*Your objective:*
Hunt for the word "prompts" across the entries below, copying each line that holds it.

*Extracted entries:*
━━━━━━━━━━━━━━━━━━━━

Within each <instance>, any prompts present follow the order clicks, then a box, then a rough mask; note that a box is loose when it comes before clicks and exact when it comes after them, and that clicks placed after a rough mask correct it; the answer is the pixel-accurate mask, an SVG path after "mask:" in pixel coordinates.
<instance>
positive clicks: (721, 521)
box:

━━━━━━━━━━━━━━━━━━━━

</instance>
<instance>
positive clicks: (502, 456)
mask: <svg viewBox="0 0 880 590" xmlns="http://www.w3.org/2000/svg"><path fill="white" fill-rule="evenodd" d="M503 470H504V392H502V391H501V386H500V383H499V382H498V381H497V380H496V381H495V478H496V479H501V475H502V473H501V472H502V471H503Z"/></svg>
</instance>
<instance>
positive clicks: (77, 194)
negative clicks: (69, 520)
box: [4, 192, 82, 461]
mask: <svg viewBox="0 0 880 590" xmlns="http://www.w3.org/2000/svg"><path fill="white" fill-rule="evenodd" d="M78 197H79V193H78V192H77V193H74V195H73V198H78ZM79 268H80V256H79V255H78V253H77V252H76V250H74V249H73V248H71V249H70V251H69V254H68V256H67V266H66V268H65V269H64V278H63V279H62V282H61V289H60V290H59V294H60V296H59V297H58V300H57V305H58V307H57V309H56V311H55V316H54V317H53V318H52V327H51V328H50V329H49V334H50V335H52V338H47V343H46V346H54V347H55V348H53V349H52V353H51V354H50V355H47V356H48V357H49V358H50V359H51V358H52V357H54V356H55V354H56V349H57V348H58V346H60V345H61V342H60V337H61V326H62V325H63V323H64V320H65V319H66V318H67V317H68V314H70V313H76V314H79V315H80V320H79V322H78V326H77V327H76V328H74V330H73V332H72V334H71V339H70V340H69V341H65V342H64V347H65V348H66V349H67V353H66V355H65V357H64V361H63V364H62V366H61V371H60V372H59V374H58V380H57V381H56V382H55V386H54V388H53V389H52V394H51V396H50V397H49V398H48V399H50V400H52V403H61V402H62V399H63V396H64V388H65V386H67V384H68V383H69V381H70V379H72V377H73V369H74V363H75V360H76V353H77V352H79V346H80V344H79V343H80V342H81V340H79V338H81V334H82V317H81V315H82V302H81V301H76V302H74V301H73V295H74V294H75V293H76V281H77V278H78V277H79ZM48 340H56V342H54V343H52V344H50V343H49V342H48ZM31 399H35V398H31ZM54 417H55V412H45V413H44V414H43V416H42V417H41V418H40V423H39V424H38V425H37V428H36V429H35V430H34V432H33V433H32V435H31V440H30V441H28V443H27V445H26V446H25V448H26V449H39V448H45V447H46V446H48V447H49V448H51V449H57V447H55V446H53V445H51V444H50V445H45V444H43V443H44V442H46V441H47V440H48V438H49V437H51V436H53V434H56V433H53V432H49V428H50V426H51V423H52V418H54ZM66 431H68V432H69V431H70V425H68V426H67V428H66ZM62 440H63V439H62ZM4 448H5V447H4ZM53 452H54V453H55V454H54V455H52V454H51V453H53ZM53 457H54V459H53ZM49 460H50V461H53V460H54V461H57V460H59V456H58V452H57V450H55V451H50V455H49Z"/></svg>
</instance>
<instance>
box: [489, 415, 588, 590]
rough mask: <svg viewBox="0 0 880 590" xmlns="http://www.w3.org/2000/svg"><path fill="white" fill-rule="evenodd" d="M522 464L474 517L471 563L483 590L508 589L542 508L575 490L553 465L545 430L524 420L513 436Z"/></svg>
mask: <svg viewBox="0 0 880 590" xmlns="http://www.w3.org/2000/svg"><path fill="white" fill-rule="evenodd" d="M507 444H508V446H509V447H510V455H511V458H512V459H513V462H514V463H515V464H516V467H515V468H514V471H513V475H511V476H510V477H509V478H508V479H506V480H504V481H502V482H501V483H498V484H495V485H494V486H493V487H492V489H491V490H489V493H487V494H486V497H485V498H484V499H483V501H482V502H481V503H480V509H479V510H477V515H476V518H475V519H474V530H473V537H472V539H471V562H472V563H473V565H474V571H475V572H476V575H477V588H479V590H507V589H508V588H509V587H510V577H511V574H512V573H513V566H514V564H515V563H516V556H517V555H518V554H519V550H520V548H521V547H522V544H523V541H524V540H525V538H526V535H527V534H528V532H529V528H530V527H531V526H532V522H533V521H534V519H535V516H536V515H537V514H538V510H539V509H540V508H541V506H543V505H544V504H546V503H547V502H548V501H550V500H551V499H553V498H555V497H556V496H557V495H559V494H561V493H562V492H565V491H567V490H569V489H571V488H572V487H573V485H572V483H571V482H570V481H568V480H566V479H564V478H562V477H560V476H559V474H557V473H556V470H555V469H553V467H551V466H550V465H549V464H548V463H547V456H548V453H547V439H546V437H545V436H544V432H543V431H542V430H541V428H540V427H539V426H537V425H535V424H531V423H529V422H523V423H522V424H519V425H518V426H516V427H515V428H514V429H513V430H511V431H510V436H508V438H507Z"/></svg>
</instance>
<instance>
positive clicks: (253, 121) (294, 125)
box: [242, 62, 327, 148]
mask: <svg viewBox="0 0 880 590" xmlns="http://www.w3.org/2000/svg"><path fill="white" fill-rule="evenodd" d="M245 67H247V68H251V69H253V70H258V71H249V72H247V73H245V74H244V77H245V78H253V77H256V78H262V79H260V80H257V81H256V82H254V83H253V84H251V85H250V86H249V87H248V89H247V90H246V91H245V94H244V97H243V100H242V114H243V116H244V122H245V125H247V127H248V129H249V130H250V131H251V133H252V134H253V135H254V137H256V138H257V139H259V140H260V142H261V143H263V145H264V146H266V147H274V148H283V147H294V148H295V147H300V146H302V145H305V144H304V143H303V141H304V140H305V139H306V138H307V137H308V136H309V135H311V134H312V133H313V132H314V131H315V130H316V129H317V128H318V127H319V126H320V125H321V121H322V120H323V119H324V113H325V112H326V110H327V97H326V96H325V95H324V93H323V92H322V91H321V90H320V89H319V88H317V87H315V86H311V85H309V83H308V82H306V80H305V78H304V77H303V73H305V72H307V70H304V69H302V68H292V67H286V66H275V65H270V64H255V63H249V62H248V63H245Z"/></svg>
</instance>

━━━━━━━━━━━━━━━━━━━━

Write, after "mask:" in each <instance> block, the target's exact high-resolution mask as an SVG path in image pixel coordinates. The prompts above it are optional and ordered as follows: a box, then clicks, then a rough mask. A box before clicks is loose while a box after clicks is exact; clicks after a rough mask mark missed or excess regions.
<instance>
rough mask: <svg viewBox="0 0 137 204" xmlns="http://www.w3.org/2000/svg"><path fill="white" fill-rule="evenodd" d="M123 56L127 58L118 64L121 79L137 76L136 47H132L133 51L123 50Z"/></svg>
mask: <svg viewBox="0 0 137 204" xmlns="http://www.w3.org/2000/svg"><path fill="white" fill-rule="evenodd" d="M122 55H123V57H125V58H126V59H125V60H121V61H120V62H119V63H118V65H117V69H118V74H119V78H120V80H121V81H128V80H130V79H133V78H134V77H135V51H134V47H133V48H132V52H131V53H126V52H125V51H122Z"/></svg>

━━━━━━━━━━━━━━━━━━━━

*Result:*
Within each <instance>, any prompts present follow the order clicks, then a box, then a rough mask; note that a box is loose when it comes before clicks and exact when it comes after them, and that clicks placed after a rough mask correct it; the answer is the pixel-accurate mask, an SVG path after "mask:" in pixel coordinates.
Write, after "mask:" in each <instance> block, the target's exact high-resolution mask as an SVG path in image pixel coordinates. The prompts above it are optional and ordered as follows: a box, then clicks, then a rough mask. A box before clicks is loose while a box after clicks is exact; clicks after a rough mask mark missed or excess regions.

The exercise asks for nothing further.